* _WHAT THIS TASK INVOLVES_
Within the entries below, find every line that has the string "vent", then copy it.

(DATA)

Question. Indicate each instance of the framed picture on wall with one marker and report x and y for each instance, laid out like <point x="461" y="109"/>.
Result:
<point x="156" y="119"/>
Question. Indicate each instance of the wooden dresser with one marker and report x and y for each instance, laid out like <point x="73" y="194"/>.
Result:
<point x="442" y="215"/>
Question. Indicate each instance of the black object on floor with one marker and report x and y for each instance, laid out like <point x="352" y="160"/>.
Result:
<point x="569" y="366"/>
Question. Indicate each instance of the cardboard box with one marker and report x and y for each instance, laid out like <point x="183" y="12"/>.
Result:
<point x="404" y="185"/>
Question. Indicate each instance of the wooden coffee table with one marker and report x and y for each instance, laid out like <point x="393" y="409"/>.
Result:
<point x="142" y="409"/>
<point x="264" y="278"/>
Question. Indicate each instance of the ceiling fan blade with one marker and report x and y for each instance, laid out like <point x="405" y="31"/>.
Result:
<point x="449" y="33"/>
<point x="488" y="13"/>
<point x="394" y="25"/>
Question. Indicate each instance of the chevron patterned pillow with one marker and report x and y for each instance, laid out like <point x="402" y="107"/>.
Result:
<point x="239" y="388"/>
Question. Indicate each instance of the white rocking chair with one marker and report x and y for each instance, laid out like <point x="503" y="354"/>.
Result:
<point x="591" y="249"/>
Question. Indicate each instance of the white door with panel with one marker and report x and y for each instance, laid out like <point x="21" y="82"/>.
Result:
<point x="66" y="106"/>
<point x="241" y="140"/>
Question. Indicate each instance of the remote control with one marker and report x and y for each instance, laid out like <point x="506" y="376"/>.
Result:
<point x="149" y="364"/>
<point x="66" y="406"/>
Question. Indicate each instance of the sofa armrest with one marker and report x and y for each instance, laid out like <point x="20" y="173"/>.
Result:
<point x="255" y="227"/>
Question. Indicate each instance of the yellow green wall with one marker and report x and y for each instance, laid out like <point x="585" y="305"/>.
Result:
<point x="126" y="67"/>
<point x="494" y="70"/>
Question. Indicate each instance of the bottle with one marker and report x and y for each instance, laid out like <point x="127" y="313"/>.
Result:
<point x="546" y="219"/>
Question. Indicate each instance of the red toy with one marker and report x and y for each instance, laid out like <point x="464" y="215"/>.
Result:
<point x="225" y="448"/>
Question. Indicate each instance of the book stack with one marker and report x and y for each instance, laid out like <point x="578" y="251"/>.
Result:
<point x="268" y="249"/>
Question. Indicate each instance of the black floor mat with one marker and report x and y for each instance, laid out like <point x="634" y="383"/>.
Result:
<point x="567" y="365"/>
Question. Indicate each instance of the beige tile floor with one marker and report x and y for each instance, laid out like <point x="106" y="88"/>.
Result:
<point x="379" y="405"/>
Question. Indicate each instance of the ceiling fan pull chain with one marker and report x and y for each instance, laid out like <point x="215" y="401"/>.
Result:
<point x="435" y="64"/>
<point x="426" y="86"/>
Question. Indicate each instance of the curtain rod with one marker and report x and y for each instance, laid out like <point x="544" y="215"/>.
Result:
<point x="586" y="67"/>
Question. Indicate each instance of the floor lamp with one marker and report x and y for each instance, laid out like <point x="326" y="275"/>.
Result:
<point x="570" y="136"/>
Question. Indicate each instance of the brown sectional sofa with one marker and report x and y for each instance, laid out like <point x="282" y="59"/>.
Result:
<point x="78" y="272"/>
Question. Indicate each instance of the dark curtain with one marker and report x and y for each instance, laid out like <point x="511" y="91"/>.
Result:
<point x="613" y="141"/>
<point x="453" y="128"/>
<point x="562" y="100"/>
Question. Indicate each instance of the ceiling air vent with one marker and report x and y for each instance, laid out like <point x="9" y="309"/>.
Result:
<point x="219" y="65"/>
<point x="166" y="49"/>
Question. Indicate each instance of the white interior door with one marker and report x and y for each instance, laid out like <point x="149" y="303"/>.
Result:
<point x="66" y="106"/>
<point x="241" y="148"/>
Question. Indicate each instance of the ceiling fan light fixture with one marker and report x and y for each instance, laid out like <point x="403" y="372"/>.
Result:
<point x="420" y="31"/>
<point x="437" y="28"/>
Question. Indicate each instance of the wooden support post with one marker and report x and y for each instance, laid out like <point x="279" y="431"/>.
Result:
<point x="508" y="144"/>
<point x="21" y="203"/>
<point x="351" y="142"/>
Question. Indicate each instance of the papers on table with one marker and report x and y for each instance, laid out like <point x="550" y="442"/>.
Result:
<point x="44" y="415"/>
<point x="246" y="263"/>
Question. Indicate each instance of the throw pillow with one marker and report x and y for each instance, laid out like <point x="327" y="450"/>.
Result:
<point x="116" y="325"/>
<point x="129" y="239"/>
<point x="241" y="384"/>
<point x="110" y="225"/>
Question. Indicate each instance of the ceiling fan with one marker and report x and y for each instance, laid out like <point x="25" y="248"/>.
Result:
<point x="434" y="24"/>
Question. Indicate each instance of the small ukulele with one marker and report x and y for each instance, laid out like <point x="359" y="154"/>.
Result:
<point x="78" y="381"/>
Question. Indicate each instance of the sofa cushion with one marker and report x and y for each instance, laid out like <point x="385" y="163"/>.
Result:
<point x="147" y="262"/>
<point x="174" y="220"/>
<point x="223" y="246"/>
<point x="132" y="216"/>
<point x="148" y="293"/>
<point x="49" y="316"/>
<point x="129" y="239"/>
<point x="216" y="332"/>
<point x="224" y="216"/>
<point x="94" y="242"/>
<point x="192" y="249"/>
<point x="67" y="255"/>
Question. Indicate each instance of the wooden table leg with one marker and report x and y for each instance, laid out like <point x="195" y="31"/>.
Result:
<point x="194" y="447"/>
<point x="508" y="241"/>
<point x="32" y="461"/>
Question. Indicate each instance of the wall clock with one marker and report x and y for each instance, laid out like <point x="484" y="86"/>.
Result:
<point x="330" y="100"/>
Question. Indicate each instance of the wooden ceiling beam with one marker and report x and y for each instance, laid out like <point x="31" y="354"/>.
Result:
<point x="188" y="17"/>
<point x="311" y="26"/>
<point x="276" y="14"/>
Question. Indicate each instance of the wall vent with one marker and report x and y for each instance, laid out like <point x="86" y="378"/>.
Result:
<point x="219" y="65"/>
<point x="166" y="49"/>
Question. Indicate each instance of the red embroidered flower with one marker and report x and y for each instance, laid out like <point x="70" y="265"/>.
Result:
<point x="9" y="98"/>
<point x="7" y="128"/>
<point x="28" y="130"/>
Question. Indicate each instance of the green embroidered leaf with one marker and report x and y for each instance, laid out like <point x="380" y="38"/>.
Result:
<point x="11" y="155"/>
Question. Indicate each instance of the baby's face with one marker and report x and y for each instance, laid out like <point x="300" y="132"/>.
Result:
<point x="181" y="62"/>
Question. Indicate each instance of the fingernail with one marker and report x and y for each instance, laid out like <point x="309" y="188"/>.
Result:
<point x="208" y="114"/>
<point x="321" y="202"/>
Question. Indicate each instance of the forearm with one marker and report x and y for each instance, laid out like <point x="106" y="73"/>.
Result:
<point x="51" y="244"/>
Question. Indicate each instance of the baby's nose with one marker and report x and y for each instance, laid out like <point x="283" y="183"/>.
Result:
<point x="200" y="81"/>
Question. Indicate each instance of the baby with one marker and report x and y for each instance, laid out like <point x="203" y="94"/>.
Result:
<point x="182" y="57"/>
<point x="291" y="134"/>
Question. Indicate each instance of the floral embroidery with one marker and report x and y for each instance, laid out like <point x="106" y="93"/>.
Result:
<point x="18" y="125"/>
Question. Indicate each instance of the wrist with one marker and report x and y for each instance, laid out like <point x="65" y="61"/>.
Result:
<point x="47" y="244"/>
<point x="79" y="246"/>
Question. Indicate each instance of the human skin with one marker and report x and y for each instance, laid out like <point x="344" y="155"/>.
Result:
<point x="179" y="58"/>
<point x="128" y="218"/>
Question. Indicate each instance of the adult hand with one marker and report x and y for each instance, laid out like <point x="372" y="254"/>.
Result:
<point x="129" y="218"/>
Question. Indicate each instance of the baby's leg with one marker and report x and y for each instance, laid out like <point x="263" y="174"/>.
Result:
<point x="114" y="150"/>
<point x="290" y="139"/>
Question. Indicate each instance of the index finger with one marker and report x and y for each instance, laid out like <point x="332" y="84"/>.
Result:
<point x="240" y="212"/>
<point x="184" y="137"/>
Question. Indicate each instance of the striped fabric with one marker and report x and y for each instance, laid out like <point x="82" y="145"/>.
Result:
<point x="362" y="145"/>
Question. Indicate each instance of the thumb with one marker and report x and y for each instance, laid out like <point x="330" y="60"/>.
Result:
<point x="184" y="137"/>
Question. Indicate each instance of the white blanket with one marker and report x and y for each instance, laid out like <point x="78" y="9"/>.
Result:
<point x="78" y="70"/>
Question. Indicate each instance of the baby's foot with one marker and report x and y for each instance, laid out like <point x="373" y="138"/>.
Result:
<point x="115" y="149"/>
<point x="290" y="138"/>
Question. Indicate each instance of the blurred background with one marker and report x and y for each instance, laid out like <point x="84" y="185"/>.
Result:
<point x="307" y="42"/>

(End DATA)

* _ANSWER TO THE EXERCISE_
Question. Indicate each instance of the ceiling air vent with one marker and report x and y for each instance, laid out like <point x="9" y="309"/>.
Question. Indicate each instance of the wall vent with one marker and report x and y for each instance, laid out like <point x="86" y="378"/>.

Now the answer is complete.